(1)-If you subscribed to a daily newspaper-does not publish on Sunday- what day would you want an outdoor column to run?
(2)- Is there any section in the paper you would want it, i.e. sports, features etc.
(3) What would you want to read? Remember, it is not all hunting, includes fishing and nostalgic fiction. And remember, I am a write, not a reporter. I don't cover tournaments or overly report on who killed what.
2. Features. You'd be surprised at how many people never read the sports section, me included.
3. Stories on kids and other first timers. Education on things affecting our wildlife (feral cats, EHD, deer overpopulations, programs to allow bowhunting in those areas to control excess deer), private locked public land, how our becoming technohunters affects hunting, ethical issues (poachers aren't hunters).
Good luck
I also like to read about "the state of hunting". As hunters what are we doing well, not well, what kinds of things are going on around us that will/can affect us etc.
Everything I read is online anymore but Thursday was always a good day. Here in AZ grocery store adds come out on Wednesday so viewership is a little higher on those days.
The thing about information now is that you can almost find an answer to every single one of your questions with just a little research using internet and YouTube.
Good Luck
I currently have the longest, continuously running outdoor column in the U.S. I am about to start year 42. That column currently runs in seven papers. The daily that just contacted me is published about 60-miles away, therefore a readership that probably has not seen many of my columns. They will take some "conditioning" to my writing style. The publisher was firm about me not changing anything. LOL- His exact comment was, "That stuff you write is exactly why I called you. It is good shxx." I think we are going to get along, just fine.
===
WORK TO BE COMPLETED -
Print the passage of the outdoor column discussion between "(2)- Is there" and "affect us etc.", inclusive.
===
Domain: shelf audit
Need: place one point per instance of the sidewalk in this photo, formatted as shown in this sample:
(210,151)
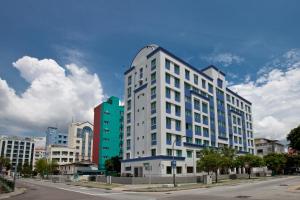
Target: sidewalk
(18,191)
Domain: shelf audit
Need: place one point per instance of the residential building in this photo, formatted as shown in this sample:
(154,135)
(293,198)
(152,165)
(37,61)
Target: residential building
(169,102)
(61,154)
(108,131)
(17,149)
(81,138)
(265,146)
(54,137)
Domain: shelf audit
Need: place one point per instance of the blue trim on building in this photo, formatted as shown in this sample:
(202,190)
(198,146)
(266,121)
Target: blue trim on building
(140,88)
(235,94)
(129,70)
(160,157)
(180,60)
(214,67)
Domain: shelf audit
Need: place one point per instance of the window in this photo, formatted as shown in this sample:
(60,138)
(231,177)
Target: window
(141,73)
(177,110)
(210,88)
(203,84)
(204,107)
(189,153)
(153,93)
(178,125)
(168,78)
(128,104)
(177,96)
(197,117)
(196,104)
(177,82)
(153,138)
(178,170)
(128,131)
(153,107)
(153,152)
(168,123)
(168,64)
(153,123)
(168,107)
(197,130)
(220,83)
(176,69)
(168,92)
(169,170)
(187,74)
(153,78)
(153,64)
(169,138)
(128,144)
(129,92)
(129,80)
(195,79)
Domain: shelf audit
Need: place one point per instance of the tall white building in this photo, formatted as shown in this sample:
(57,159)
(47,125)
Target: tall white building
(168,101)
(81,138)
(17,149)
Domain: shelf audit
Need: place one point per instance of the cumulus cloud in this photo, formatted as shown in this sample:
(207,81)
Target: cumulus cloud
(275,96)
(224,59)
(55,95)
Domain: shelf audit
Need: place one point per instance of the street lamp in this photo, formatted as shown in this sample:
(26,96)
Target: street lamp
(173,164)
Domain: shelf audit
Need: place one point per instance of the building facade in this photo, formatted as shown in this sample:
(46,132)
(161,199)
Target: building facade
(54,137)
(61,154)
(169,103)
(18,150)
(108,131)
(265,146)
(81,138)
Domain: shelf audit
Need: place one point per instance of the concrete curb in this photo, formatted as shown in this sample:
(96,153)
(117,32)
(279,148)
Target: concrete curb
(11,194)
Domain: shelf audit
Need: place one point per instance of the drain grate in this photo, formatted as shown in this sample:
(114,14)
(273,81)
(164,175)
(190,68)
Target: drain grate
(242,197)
===
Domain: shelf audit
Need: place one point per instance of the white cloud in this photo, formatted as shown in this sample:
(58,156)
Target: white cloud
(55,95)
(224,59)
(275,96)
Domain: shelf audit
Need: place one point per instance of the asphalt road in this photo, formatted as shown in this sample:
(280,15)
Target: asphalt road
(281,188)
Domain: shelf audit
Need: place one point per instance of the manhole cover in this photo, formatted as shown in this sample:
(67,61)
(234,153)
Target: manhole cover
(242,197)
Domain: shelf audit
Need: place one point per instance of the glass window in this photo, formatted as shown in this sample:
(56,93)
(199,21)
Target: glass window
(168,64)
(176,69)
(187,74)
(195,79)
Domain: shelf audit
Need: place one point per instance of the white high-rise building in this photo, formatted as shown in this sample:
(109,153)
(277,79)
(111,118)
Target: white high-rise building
===
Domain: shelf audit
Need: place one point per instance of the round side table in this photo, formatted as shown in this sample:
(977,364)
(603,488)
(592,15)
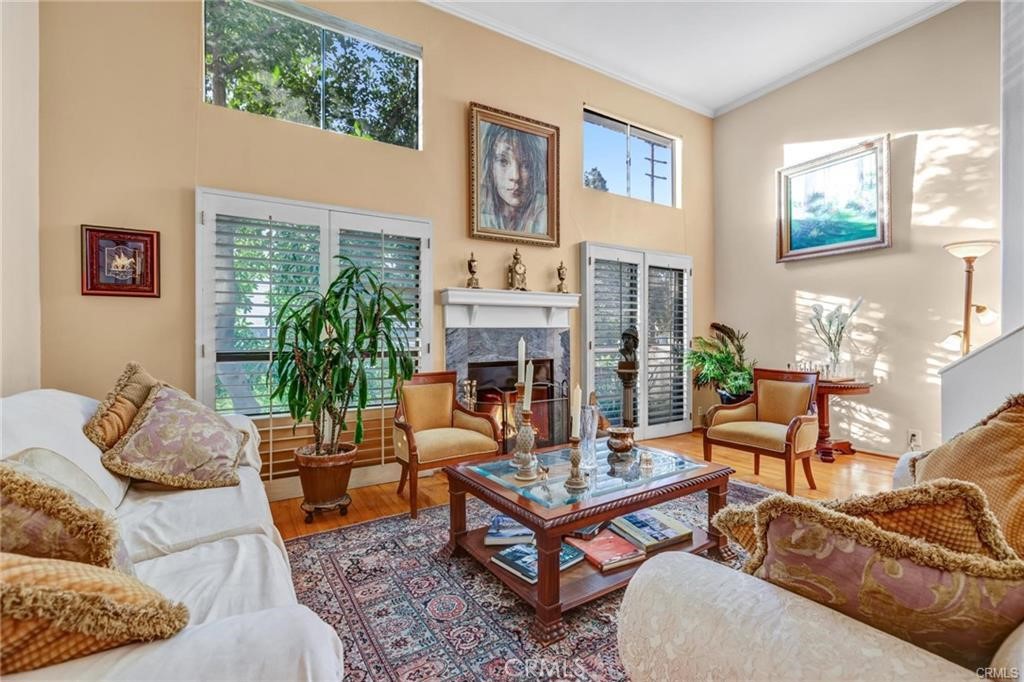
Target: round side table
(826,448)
===
EXPECTED OUTPUT -
(2)- Is there any section in the paper you would want it, i.e. sports, features etc.
(3) What would you want to read? Remember, it is not all hunting, includes fishing and nostalgic fiction. And remember, I am a write, not a reporter. I don't cover tournaments or overly report on who killed what.
2. Features. You'd be surprised at how many people never read the sports section, me included.
3. Stories on kids and other first timers. Education on things affecting our wildlife (feral cats, EHD, deer overpopulations, programs to allow bowhunting in those areas to control excess deer), private locked public land, how our becoming technohunters affects hunting, ethical issues (poachers aren't hunters).
Good luck
I also like to read about "the state of hunting". As hunters what are we doing well, not well, what kinds of things are going on around us that will/can affect us etc.